__EXCERPT PROVIDED__
----------
In 1984, the firm put forward a successful bid to redevelop the derelict Bute East Dock area of Cardiff, which would become the first part of the wider Cardiff Bay redevelopment project. Later known as the Atlantic Wharf development, Mathias, Holder and Alcock designed the project at a cost of £50 million. In 1987, the firm purchased the area's abandoned bonded warehouse, which it restored and redeveloped into its new headquarters and the centre of the new development, becoming the first firm to relocate to the Cardiff Bay redevelopment area. During the same period, the firm expanded its operations in London. As a result, it was commissioned to deliver multiple residential developments, such as the Free Trade Wharf. The firm later designed the eastern portion of the wider Cardiff Bay redevelopment project, designing and constructing more than 30 projects in the area over the next two decades. Such projects included the Red Dragon Centre, Crickhowell House and the Atradius building. In the 1980s, it also formed an American subsidiary and international arm, Taylor Clark Architects, to compete internationally.
----------
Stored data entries
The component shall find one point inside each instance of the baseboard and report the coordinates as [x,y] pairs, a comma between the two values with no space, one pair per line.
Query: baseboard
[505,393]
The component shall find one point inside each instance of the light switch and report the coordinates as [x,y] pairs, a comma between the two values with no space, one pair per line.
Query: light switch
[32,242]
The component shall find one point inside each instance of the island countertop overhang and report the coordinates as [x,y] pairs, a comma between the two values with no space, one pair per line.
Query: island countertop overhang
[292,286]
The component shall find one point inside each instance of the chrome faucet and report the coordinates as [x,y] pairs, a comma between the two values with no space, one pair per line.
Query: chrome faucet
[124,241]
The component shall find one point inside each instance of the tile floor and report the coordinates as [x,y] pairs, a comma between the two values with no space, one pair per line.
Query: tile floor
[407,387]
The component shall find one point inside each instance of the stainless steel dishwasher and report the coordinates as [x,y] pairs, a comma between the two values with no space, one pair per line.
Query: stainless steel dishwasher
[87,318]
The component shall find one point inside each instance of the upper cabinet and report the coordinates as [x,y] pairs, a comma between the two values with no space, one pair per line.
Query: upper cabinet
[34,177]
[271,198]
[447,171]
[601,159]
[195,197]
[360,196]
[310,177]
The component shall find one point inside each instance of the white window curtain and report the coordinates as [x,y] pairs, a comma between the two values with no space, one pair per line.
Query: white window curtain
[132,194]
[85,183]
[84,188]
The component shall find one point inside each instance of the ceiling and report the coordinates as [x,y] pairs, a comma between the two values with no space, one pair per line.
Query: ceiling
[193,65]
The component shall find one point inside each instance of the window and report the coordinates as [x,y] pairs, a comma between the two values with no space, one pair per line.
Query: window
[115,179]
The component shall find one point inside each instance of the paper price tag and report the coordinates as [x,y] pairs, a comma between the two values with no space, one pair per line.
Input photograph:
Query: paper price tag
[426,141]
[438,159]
----------
Resume the text about the architecture firm's work in Cardiff Bay and London, continuing after its final sentence. The stored data entries are separate material and have no connection to the text about the architecture firm.

The firm continued to design several major projects in the early 1990s, most notably the Oasis Holiday Village development in Cumbria for Centre Parcs, which became another regular client of the firm. Other clients included 3M, Sony and Hewlett Packard, with the firm active in the London Docklands, the Roath basin and Cardiff. In the late 1990s, the firm expanded its operations into Europe, establishing an architectural partnership in Munich, Germany, in 1999 and participating in multiple retail developments throughout the continent. Developments from the firm in the UK included the St Stephen's shopping centre in Hull, which costed £90 million, and several projects for Centre Parcs in Woburn and Cumbria. Co-founder Peter Mathias announced his retirement in 2013.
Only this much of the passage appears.